> **Problem description**
Your response should be the complete set of records, reproduced exactly.

== Data records

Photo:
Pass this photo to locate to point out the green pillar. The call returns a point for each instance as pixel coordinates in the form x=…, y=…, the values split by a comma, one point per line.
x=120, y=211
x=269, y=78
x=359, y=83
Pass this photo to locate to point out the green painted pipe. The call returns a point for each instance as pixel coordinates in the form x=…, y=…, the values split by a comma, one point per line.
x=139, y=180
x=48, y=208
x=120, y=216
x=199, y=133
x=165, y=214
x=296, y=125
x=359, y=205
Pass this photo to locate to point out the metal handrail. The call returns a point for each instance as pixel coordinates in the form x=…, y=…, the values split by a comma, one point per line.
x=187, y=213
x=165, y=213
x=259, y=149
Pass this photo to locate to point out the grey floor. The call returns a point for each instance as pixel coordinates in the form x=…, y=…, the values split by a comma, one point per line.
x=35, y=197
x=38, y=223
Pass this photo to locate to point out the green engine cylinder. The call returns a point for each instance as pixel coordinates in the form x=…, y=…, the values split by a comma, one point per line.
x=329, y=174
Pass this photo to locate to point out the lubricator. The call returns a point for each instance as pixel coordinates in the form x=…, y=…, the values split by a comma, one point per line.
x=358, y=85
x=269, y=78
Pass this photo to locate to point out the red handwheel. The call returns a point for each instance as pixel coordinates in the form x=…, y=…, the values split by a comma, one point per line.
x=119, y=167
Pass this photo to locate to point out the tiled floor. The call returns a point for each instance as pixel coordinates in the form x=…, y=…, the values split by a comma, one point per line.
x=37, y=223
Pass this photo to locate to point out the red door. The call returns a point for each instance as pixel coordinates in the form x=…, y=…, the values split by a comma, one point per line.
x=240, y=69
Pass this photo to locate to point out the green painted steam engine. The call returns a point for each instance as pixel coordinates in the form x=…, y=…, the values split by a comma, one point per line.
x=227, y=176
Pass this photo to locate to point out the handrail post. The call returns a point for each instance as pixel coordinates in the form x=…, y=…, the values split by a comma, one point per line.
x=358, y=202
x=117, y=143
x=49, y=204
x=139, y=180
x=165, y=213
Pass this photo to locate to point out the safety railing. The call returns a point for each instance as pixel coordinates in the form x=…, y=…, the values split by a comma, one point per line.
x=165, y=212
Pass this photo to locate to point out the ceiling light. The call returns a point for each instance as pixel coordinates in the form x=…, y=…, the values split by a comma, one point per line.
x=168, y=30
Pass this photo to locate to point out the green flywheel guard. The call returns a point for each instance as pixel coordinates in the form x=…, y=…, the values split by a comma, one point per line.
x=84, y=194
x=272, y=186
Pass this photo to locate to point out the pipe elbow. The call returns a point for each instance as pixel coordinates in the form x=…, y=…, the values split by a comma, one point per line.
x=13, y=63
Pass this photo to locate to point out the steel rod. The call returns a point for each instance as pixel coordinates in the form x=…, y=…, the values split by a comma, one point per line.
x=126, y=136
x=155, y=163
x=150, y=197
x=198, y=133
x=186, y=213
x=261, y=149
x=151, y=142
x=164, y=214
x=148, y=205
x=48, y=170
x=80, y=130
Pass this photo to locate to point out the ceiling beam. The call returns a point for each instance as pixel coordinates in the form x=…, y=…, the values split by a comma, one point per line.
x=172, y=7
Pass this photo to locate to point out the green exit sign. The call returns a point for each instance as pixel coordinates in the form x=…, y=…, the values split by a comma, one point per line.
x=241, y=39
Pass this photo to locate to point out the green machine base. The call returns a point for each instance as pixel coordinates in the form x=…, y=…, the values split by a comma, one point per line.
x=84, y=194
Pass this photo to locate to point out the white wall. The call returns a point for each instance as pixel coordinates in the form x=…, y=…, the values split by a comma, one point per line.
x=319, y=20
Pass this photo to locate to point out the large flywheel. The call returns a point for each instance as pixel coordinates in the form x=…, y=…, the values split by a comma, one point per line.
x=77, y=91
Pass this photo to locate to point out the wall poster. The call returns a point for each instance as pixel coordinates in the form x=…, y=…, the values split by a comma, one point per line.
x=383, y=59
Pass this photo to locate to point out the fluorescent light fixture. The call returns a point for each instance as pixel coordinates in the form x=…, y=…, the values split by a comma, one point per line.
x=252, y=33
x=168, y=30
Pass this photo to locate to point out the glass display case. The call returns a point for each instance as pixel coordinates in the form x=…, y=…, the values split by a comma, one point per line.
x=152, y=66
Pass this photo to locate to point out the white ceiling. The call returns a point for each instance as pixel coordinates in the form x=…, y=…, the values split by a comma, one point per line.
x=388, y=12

====

> **Expected answer**
Photo:
Pass this photo to locate to point out the green pillar. The call returns a point for each instance as pixel coordinates in the form x=…, y=…, the values split by a comma, one point per line.
x=120, y=211
x=269, y=78
x=359, y=83
Pass this photo to locate to point out the green painted pipe. The call returns a point for each instance as pixel coordinates in the form x=…, y=…, the values split by a comma, one point per line.
x=139, y=180
x=48, y=208
x=120, y=216
x=199, y=133
x=165, y=214
x=296, y=125
x=359, y=205
Pass this photo to locate to point out the metal handrail. The call returns a point for each instance as pixel coordinates in the form x=…, y=…, the values split by a comma, one point per line.
x=187, y=213
x=165, y=213
x=259, y=149
Pass this photo to locate to point out the grey floor. The call returns a point for each instance as pixel coordinates in the form x=…, y=…, the values split by a comma, one point per line.
x=35, y=197
x=38, y=223
Pass this photo to locate to point out the green engine cylinder. The call returns a point for each instance as pixel coordinates in the form x=…, y=…, the values split by a comma, one point per line.
x=329, y=174
Pass this photo to locate to point out the lubricator. The call returns a point for each instance as pixel coordinates in the form x=…, y=…, the values split by a comma, one point per line.
x=358, y=85
x=269, y=78
Pass this photo to locate to point out the red handwheel. The call returns a point for each instance as pixel coordinates in the form x=…, y=…, the values split by a comma, one point per line.
x=119, y=167
Pass this photo to locate to point out the tiled floor. The call returns a point for each instance as pixel coordinates in the form x=…, y=…, the values split by a comma, one point per line.
x=37, y=223
Pass this photo to locate to point out the red door. The call returns a point for each instance as pixel coordinates in the form x=…, y=…, the values split by a comma, one point per line.
x=240, y=69
Pass this photo to locate to point out the green painted steam engine. The call returns a point for each instance as pixel coordinates in the form x=…, y=…, the values split by a comma, one point per line.
x=227, y=176
Pass this photo to locate to point out the handrail post. The call returns a point for each instance as pixel coordinates in the form x=…, y=…, the values split by a comma, one point per line.
x=358, y=202
x=117, y=143
x=49, y=204
x=139, y=180
x=165, y=213
Pass this photo to locate to point out the safety railing. The call returns a point for each instance as pixel coordinates in the form x=…, y=…, the values split by a comma, one point per line.
x=165, y=212
Pass this photo to locate to point out the ceiling light. The call returns a point for each instance as pixel coordinates in the form x=…, y=…, the values split by a comma, one point per line.
x=168, y=30
Pass this photo to locate to point out the green flywheel guard. The call returns a point for each instance as pixel coordinates in the form x=…, y=…, the values split by a comma, one point per line.
x=84, y=194
x=272, y=186
Pass this photo to locate to point out the pipe elbow. The call returns a point for each instance as pixel coordinates in the form x=…, y=…, the values split by a comma, one point per line.
x=13, y=63
Pass this photo to locate to point out the steel rod. The call returns a point for each instance as pixel coordinates in the form x=…, y=…, the values split by a comma, one point per line.
x=126, y=136
x=155, y=163
x=150, y=197
x=198, y=133
x=186, y=213
x=261, y=149
x=151, y=142
x=164, y=214
x=148, y=205
x=48, y=170
x=80, y=130
Pass this photo to locate to point out the ceiling beam. The call returns a point for each instance as pixel coordinates in the form x=…, y=…, the values split by a comma, one point per line.
x=172, y=7
Pass this photo to locate to point out the green exit sign. The call returns a point for each instance as pixel coordinates in the form x=…, y=…, the values split by a comma, one point per line.
x=241, y=39
Pass this photo to locate to point out the green machine base. The call returns a point for each instance as pixel coordinates in the form x=…, y=…, the values split by a comma, one point per line.
x=84, y=194
Pass this photo to locate to point out the white wall. The call returns a point for each instance as pixel coordinates in the form x=…, y=…, the values split by a comma, one point per line.
x=319, y=20
Pass this photo to locate to point out the large flywheel. The call returns a point for each instance as pixel coordinates in the form x=…, y=…, the values split by a comma, one point per line.
x=77, y=91
Pass this photo to locate to point out the wall poster. The call returns a point for each instance as pixel coordinates in the form x=…, y=…, the values split by a comma, one point per line.
x=383, y=59
Pass this photo to locate to point out the fluorescent light fixture. The call returns a point for each instance as pixel coordinates in the form x=…, y=…, the values split by a comma, one point per line.
x=252, y=33
x=168, y=30
Pass this photo to locate to point out the glass display case. The call returns a point for each instance as pixel coordinates in the form x=…, y=…, the values split by a comma, one point per line.
x=152, y=66
Pass this photo to locate to point out the white ceiling. The call returns a point for each instance as pixel coordinates in the form x=…, y=…, the values split by a comma, one point per line.
x=388, y=12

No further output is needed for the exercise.